• **Extracted records**:
__________
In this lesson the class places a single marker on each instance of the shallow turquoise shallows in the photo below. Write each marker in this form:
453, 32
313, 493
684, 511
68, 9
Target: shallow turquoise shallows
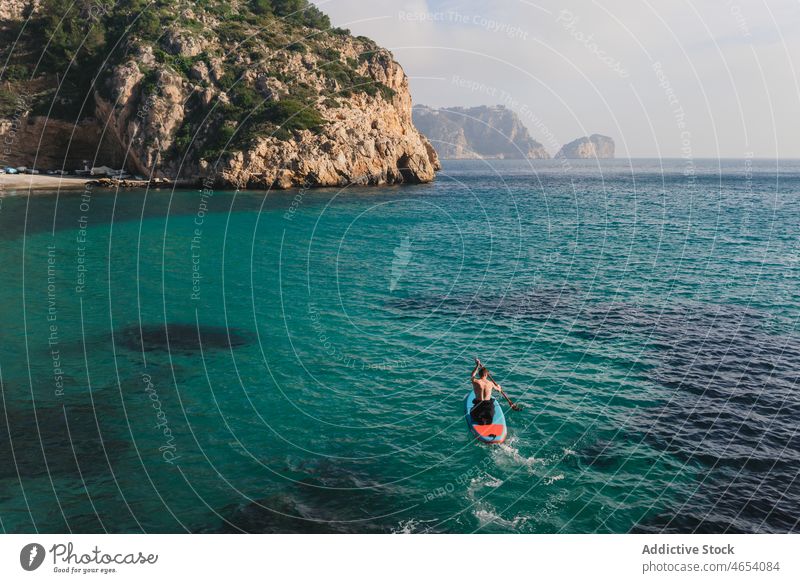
297, 361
__________
• **Problem description**:
Retype all entries above verbatim; no pictures belong in the copy.

• **Solution for this problem**:
In this lesson the class places a single marker on each instance of the shallow turquoise shallows in the photo below. Write each marker in this form:
453, 32
313, 493
684, 511
68, 9
Target: shallow turquoise shallows
297, 361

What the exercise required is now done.